Turn every line of the data below into a JSON list of strings, one string per line, skipping blank lines. Leave all images out of your answer.

** Begin **

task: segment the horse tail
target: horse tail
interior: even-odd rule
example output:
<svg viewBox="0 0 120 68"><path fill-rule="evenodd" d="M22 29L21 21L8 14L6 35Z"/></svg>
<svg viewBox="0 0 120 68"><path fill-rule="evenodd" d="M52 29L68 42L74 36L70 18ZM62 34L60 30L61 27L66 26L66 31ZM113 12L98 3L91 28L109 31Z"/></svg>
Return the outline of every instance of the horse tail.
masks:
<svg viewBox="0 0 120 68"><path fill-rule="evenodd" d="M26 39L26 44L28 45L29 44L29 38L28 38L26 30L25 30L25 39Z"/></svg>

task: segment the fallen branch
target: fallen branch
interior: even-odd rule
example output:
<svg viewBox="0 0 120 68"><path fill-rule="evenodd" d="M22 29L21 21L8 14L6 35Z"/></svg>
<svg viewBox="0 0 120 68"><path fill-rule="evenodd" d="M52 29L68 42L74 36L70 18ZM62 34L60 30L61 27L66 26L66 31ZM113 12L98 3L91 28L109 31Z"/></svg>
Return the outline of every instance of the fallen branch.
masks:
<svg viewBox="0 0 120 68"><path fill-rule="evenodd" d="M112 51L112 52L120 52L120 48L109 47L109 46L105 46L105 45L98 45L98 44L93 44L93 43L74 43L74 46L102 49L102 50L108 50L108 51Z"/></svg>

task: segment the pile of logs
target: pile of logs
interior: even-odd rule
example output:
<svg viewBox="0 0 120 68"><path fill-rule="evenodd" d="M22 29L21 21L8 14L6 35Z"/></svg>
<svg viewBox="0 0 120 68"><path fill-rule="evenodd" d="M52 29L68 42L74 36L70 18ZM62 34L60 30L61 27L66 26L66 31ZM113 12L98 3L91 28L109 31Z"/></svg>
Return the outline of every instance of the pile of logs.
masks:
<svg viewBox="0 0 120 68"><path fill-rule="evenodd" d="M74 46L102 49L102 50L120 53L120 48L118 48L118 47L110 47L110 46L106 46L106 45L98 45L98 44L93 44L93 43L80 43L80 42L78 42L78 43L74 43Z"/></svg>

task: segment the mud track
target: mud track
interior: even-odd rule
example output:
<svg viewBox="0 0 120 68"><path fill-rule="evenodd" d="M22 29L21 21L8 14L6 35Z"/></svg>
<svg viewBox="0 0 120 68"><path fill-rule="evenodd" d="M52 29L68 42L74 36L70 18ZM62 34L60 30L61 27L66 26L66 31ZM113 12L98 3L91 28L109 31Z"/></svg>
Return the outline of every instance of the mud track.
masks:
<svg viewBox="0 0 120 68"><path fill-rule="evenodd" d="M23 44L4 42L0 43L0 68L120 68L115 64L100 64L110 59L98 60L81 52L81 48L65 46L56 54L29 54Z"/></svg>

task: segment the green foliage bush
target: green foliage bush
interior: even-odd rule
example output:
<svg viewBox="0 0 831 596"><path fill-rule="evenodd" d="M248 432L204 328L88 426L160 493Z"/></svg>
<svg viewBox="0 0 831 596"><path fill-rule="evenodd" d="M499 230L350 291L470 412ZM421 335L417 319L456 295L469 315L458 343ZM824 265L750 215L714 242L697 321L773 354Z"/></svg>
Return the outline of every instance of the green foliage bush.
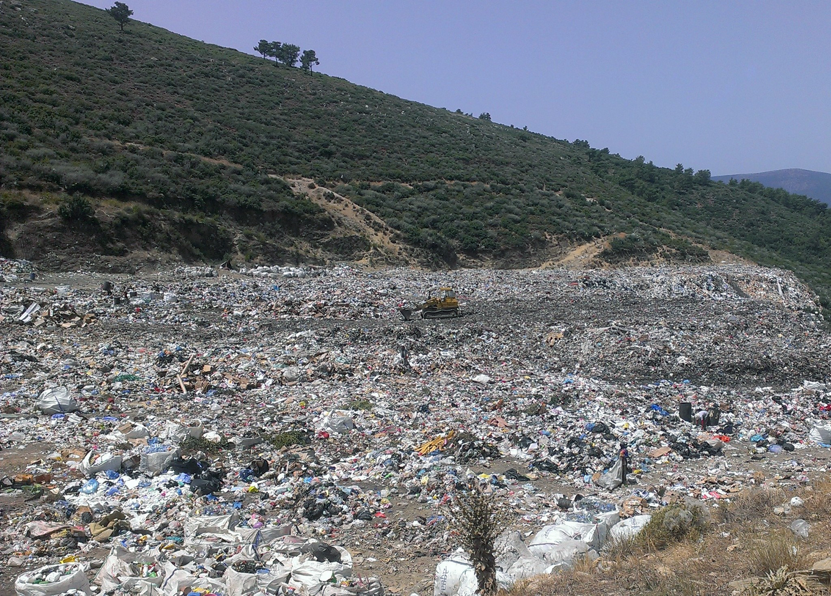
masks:
<svg viewBox="0 0 831 596"><path fill-rule="evenodd" d="M230 218L270 236L330 228L277 172L345 195L436 265L623 232L610 262L725 249L794 269L831 303L831 215L807 197L303 76L138 21L120 34L68 0L27 5L26 22L0 12L2 187Z"/></svg>
<svg viewBox="0 0 831 596"><path fill-rule="evenodd" d="M90 199L80 195L63 199L57 207L58 214L66 221L91 219L95 212Z"/></svg>

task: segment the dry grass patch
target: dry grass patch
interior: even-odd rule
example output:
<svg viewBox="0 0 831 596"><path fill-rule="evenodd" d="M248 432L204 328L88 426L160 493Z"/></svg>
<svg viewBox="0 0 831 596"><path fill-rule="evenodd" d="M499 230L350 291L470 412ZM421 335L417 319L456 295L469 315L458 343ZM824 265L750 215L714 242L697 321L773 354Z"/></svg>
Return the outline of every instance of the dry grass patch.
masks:
<svg viewBox="0 0 831 596"><path fill-rule="evenodd" d="M751 575L762 576L782 568L788 571L807 569L810 565L806 554L789 530L779 530L754 538L742 559Z"/></svg>
<svg viewBox="0 0 831 596"><path fill-rule="evenodd" d="M773 515L774 507L786 500L781 489L761 486L743 490L729 505L718 510L718 517L727 523L755 521Z"/></svg>

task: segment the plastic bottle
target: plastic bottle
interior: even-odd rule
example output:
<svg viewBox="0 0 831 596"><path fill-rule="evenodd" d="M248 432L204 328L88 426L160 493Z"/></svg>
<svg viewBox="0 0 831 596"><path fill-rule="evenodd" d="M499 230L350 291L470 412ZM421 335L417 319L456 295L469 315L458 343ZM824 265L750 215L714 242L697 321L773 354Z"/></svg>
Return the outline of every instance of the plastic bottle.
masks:
<svg viewBox="0 0 831 596"><path fill-rule="evenodd" d="M84 495L92 495L98 492L98 480L95 478L91 478L84 483L84 485L81 487L81 492Z"/></svg>

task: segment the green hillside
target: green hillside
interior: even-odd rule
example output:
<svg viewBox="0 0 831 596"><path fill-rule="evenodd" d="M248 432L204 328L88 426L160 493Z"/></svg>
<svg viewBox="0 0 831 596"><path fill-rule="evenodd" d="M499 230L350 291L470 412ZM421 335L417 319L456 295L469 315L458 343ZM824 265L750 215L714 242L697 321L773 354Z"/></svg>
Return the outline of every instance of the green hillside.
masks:
<svg viewBox="0 0 831 596"><path fill-rule="evenodd" d="M624 160L142 22L120 33L103 11L66 0L16 4L0 5L7 254L25 244L8 231L16 222L45 220L74 195L96 215L55 219L56 242L82 229L102 254L301 259L338 225L283 181L302 176L380 217L427 264L533 264L622 232L600 259L700 262L723 249L831 296L829 215L806 197Z"/></svg>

** End **

▶ [TASK RESULT]:
[
  "task: segment the horse tail",
  "target: horse tail",
  "interior: even-odd rule",
  "example output:",
  "<svg viewBox=\"0 0 120 68\"><path fill-rule=\"evenodd\" d=\"M22 29L21 21L8 14L6 35Z\"/></svg>",
  "<svg viewBox=\"0 0 120 68\"><path fill-rule=\"evenodd\" d=\"M52 29L68 42L74 36L70 18ZM62 34L60 30L61 27L66 26L66 31ZM113 12L98 3L91 28L109 31Z\"/></svg>",
  "Return the outline of every instance of the horse tail.",
  "masks:",
  "<svg viewBox=\"0 0 120 68\"><path fill-rule=\"evenodd\" d=\"M26 39L26 44L28 45L29 44L29 38L28 38L26 30L25 30L25 39Z\"/></svg>",
  "task: segment the fallen branch",
  "target: fallen branch",
  "interior: even-odd rule",
  "example output:",
  "<svg viewBox=\"0 0 120 68\"><path fill-rule=\"evenodd\" d=\"M22 29L21 21L8 14L6 35Z\"/></svg>",
  "<svg viewBox=\"0 0 120 68\"><path fill-rule=\"evenodd\" d=\"M52 29L68 42L74 36L70 18ZM62 34L60 30L61 27L66 26L66 31ZM113 12L98 3L91 28L109 31Z\"/></svg>",
  "Return the outline of every instance of the fallen branch.",
  "masks:",
  "<svg viewBox=\"0 0 120 68\"><path fill-rule=\"evenodd\" d=\"M112 51L112 52L120 52L120 48L109 47L109 46L105 46L105 45L98 45L98 44L93 44L93 43L74 43L74 46L102 49L102 50L108 50L108 51Z\"/></svg>",
  "task: segment the pile of logs",
  "target: pile of logs",
  "interior: even-odd rule",
  "example output:",
  "<svg viewBox=\"0 0 120 68\"><path fill-rule=\"evenodd\" d=\"M22 29L21 21L8 14L6 35Z\"/></svg>",
  "<svg viewBox=\"0 0 120 68\"><path fill-rule=\"evenodd\" d=\"M52 29L68 42L74 36L70 18ZM62 34L60 30L61 27L66 26L66 31ZM113 12L98 3L91 28L109 31Z\"/></svg>",
  "Return the outline of every instance of the pile of logs.",
  "masks:",
  "<svg viewBox=\"0 0 120 68\"><path fill-rule=\"evenodd\" d=\"M74 46L102 49L102 50L120 53L120 48L118 48L118 47L110 47L110 46L106 46L106 45L98 45L98 44L93 44L93 43L80 43L80 42L78 42L78 43L74 43Z\"/></svg>",
  "task: segment the mud track",
  "target: mud track",
  "interior: even-odd rule",
  "example output:",
  "<svg viewBox=\"0 0 120 68\"><path fill-rule=\"evenodd\" d=\"M22 29L21 21L8 14L6 35Z\"/></svg>",
  "<svg viewBox=\"0 0 120 68\"><path fill-rule=\"evenodd\" d=\"M52 29L68 42L74 36L70 18ZM62 34L60 30L61 27L66 26L66 31ZM113 12L98 3L91 28L109 31Z\"/></svg>",
  "Return the outline of every instance of the mud track.",
  "masks:",
  "<svg viewBox=\"0 0 120 68\"><path fill-rule=\"evenodd\" d=\"M23 44L4 42L0 43L0 68L120 68L115 64L100 64L110 59L98 60L81 52L81 48L65 46L56 54L29 54Z\"/></svg>",
  "task: segment the green foliage bush",
  "target: green foliage bush",
  "interior: even-odd rule",
  "example output:",
  "<svg viewBox=\"0 0 831 596\"><path fill-rule=\"evenodd\" d=\"M248 432L204 328L88 426L160 493Z\"/></svg>",
  "<svg viewBox=\"0 0 831 596\"><path fill-rule=\"evenodd\" d=\"M499 230L350 291L470 412ZM421 335L417 319L456 295L469 315L458 343ZM824 265L750 215L714 242L697 321L773 354Z\"/></svg>",
  "Return the outline of every instance of the green foliage bush.",
  "masks:",
  "<svg viewBox=\"0 0 831 596\"><path fill-rule=\"evenodd\" d=\"M230 218L270 236L330 228L277 172L345 195L436 265L623 232L610 262L725 249L794 269L831 303L831 215L807 197L303 76L138 21L120 34L68 0L27 5L26 22L0 12L2 187Z\"/></svg>",
  "<svg viewBox=\"0 0 831 596\"><path fill-rule=\"evenodd\" d=\"M90 199L80 195L63 199L57 207L58 214L66 221L91 219L95 212Z\"/></svg>",
  "task: segment the dry grass patch",
  "target: dry grass patch",
  "interior: even-odd rule",
  "example output:",
  "<svg viewBox=\"0 0 831 596\"><path fill-rule=\"evenodd\" d=\"M248 432L204 328L88 426L160 493Z\"/></svg>",
  "<svg viewBox=\"0 0 831 596\"><path fill-rule=\"evenodd\" d=\"M499 230L350 291L470 412ZM421 335L417 319L456 295L469 315L458 343ZM824 265L750 215L714 242L697 321L773 354Z\"/></svg>",
  "Return the outline of every instance of the dry grass patch.",
  "masks:",
  "<svg viewBox=\"0 0 831 596\"><path fill-rule=\"evenodd\" d=\"M751 575L762 576L782 568L788 571L807 569L810 565L806 554L789 530L779 530L754 538L742 559Z\"/></svg>",
  "<svg viewBox=\"0 0 831 596\"><path fill-rule=\"evenodd\" d=\"M773 515L774 507L786 500L781 489L761 486L743 490L729 505L718 510L718 517L727 523L755 521Z\"/></svg>",
  "task: segment the plastic bottle",
  "target: plastic bottle",
  "interior: even-odd rule",
  "example output:",
  "<svg viewBox=\"0 0 831 596\"><path fill-rule=\"evenodd\" d=\"M248 432L204 328L88 426L160 493Z\"/></svg>",
  "<svg viewBox=\"0 0 831 596\"><path fill-rule=\"evenodd\" d=\"M499 230L350 291L470 412ZM421 335L417 319L456 295L469 315L458 343ZM824 265L750 215L714 242L697 321L773 354Z\"/></svg>",
  "Return the outline of every instance of the plastic bottle.",
  "masks:",
  "<svg viewBox=\"0 0 831 596\"><path fill-rule=\"evenodd\" d=\"M84 495L92 495L98 492L98 480L95 478L91 478L84 483L84 485L81 487L81 492Z\"/></svg>",
  "task: segment the green hillside",
  "target: green hillside",
  "interior: even-odd rule",
  "example output:",
  "<svg viewBox=\"0 0 831 596\"><path fill-rule=\"evenodd\" d=\"M248 432L204 328L88 426L160 493Z\"/></svg>",
  "<svg viewBox=\"0 0 831 596\"><path fill-rule=\"evenodd\" d=\"M499 230L350 291L470 412ZM421 335L417 319L456 295L469 315L458 343ZM824 265L750 215L714 242L697 321L773 354Z\"/></svg>",
  "Return the outline of every instance of the green hillside.",
  "masks:",
  "<svg viewBox=\"0 0 831 596\"><path fill-rule=\"evenodd\" d=\"M624 160L142 22L120 33L103 11L66 0L16 4L0 5L7 254L25 244L8 231L16 222L45 220L74 195L96 215L55 219L56 242L82 229L102 254L301 259L338 225L283 181L302 176L380 217L427 264L533 264L622 232L600 259L700 262L723 249L831 296L829 215L806 197Z\"/></svg>"
]